**Task**
Please give again, word for word, the line that contains "Target: wooden soffit" and every line after it to the end of the data, with no other lines.

Input material section start

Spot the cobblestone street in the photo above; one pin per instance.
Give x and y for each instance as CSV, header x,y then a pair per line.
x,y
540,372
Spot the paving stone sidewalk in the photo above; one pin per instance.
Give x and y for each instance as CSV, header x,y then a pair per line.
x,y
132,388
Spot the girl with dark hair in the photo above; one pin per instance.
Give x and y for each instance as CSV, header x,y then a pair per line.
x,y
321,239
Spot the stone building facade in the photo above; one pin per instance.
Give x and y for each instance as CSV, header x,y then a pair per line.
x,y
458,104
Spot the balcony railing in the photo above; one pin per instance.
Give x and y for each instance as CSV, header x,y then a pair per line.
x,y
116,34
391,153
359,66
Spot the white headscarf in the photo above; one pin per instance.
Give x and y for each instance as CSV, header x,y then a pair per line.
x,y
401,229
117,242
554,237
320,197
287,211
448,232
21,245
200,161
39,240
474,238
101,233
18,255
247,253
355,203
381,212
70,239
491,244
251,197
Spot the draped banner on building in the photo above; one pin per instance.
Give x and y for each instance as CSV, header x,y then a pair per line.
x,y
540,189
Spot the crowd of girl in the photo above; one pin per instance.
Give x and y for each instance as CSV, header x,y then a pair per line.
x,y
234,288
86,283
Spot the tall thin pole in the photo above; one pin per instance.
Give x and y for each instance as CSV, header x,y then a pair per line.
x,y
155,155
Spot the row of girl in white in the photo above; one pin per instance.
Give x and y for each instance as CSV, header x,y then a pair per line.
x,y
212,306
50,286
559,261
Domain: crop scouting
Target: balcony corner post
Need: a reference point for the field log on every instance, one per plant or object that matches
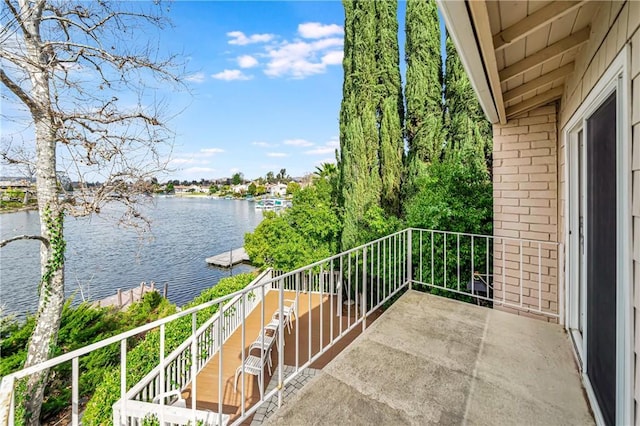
(410, 258)
(281, 342)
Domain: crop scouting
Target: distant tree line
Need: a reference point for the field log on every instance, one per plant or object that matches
(418, 155)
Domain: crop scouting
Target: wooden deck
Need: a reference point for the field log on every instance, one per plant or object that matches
(309, 307)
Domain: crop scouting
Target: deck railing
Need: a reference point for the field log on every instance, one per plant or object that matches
(178, 365)
(512, 274)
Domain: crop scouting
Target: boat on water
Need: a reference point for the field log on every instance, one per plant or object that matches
(272, 204)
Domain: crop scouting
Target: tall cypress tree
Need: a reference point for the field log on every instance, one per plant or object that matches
(390, 104)
(423, 91)
(468, 132)
(359, 138)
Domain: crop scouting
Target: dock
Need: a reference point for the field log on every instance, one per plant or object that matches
(229, 258)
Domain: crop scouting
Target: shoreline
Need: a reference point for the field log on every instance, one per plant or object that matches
(18, 209)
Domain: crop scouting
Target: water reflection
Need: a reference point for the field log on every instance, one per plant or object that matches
(102, 257)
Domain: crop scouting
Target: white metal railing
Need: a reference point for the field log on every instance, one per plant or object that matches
(178, 371)
(512, 273)
(308, 284)
(334, 296)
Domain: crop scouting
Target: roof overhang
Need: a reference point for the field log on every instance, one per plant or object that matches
(463, 34)
(517, 55)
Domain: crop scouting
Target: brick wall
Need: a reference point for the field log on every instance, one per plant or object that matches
(525, 197)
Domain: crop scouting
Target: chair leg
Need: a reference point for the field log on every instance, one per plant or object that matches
(235, 380)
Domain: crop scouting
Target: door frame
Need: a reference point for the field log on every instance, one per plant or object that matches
(615, 79)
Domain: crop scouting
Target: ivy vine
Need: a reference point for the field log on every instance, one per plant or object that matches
(57, 245)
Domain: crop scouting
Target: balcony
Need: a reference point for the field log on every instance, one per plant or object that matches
(426, 359)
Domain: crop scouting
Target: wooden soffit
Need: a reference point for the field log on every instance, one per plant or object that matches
(528, 48)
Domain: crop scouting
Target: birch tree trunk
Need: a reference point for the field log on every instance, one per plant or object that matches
(67, 63)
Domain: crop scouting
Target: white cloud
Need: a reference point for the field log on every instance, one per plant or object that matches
(328, 148)
(326, 160)
(247, 61)
(207, 152)
(196, 78)
(318, 30)
(197, 170)
(230, 75)
(264, 144)
(240, 39)
(323, 150)
(333, 58)
(298, 142)
(301, 59)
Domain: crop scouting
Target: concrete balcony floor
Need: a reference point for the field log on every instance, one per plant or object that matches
(432, 360)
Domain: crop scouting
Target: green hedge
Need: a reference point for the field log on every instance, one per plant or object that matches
(145, 356)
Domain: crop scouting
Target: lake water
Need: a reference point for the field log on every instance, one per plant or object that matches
(102, 257)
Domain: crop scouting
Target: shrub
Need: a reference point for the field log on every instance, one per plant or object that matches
(145, 356)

Input material section end

**Exercise output**
Target: wooden soffit
Need: a reference point for the field log on every instance, one per plant or object that matches
(528, 48)
Domain: crop scouting
Target: birch tree trunk
Need: a reference point for the field log on every instance, one per plant or object that matches
(67, 63)
Domain: crop scouting
Target: white cloud
Need: a reference point for the field log on every instance, one per plant or object that matches
(328, 148)
(326, 160)
(247, 61)
(207, 152)
(196, 78)
(318, 30)
(197, 170)
(230, 75)
(264, 144)
(240, 39)
(323, 150)
(333, 58)
(298, 142)
(301, 59)
Domain: crop scouting
Target: concrete balcony floor
Need: a reference point for the field log on every instance, one per plant or object that matches
(432, 360)
Domain: crop scouting
Target: green hedge
Need: a reference point for the field log on every instance, one per plant or object that matches
(145, 356)
Domain: crop scouting
Target: lake water
Need: a reference point for the field log on every instance, one per plant or object that matches
(102, 257)
Domain: crop scouting
Target: shrub
Need: a reference point for the field log on every instance, one per plant or object that matches
(145, 356)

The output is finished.